> **Page**:
----
Interview de M. Issoufou Issaka, ministre de l’Hydraulique et de l’Environnement : «L’arbre est un élément très important pour aider à réaliser « l’alliance de la liberté et du pain»
Monsieur le ministre, notre pays célèbre le 03 août 2013, le 53ème Anniversaire de son accession à l'indépendance. Pouvez-vous nous dire, Monsieur le ministre, quelles sont les activités phares inscrites au programme de cette Edition 2013 de la Fête Nationale de l'Arbre ?
Voici trente huit (38) ans que le Niger a dédié la commémoration de la Fête Nationale de l'Indépendance à la plantation d'arbres. L'objectif principal visé par La Fête Nationale de l'Arbre (FNA) ainsi instituée est de sensibiliser et mobiliser le grand public en faveur de la préservation des ressources forestières, du reboisement et de la restauration des écosystèmes. Je saisis la présente occasion pour lever une équivoque à propos de l'effort de reboisement. Aussi je tiens à préciser que la campagne nationale de reboisement débute habituellement pendant le premier trimestre de chaque année par l'acquisition des intrants suivie de la production des plants, et les plantations peuvent s'étaler de juin à septembre. Aussi, contrairement à une idée largement répandue, l'effort de reboisement ne se limite pas aux plantations de la seule journée de la fête nationale de l'arbre qui est une journée de sensibilisation du grand public ; l'action de reboisement est l'œuvre de plusieurs acteurs qui sont les projets et programmes de développement financés par les partenaires techniques et financiers, les ONGs, et autres associations et l'Etat du Niger.
----
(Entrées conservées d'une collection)
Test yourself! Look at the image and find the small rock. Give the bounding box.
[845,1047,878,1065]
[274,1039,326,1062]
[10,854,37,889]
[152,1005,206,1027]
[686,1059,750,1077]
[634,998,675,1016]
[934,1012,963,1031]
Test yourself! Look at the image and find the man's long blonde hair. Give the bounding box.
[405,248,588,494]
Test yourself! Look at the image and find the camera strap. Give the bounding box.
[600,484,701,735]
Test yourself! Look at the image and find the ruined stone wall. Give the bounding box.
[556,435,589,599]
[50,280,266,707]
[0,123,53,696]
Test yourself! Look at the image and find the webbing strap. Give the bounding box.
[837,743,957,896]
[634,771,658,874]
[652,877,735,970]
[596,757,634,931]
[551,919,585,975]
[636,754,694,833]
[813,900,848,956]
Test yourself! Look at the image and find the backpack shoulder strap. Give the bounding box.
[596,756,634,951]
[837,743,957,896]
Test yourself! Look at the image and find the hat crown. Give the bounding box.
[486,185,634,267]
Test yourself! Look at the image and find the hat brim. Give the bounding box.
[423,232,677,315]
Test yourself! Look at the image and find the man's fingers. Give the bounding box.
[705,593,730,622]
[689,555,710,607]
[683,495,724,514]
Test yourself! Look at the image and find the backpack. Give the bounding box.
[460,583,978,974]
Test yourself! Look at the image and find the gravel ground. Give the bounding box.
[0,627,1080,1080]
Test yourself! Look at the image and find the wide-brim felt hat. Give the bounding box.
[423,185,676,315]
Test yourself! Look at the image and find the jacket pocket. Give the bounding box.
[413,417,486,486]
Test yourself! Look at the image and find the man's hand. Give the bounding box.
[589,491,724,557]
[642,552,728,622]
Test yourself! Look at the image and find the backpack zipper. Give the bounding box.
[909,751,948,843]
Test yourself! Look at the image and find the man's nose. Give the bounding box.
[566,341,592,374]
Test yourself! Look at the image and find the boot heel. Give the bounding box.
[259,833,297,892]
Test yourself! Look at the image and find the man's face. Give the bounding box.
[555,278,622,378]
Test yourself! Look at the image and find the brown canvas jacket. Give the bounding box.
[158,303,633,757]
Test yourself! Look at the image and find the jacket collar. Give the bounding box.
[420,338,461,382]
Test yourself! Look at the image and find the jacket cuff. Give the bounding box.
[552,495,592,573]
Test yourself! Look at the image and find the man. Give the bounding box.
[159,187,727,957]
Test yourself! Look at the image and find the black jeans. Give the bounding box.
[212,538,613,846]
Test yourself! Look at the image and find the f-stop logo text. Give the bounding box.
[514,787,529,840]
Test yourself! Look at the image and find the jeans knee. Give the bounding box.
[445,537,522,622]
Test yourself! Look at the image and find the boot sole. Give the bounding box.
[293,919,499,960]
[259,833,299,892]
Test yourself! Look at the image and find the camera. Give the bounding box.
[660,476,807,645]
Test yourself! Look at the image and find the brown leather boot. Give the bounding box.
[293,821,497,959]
----
> **Tâches**:
1. Dans l'entretien sur la Fête Nationale de l'Arbre, relevez toutes les causes en faveur desquelles cette fête cherche à sensibiliser et mobiliser le grand public.
2. Poursuivez l'entretien sur la Fête Nationale de l'Arbre après sa dernière phrase.

> **Réponses**:
1.
- la préservation des ressources forestières
- le reboisement
- la restauration des écosystèmes

2.
Comme à l'accoutumée, les activités marquant l'Edition 2013 de la Fête Nationale de l'Arbre ont débuté avec la mise en place, au mois d'avril, du Comité National d'Organisation qui regroupe les représentants des institutions de l'Etat et des acteurs de la société civile. La Région de Niamey a été retenue cette année encore pour abriter la cérémonie officielle de plantation, sous le Haut Patronage de Son Excellence Monsieur le Président de la République, Chef de l'Etat.
Le thème central retenu est : « plantons pour reverdir et contribuer à la sécurité alimentaire de notre pays». Il s'agit à travers ce thème de mettre l'accent sur le rôle que jouent l'arbre et les forêts dans la protection de l'environnement, la sécurité alimentaire, la cohésion et la paix sociales.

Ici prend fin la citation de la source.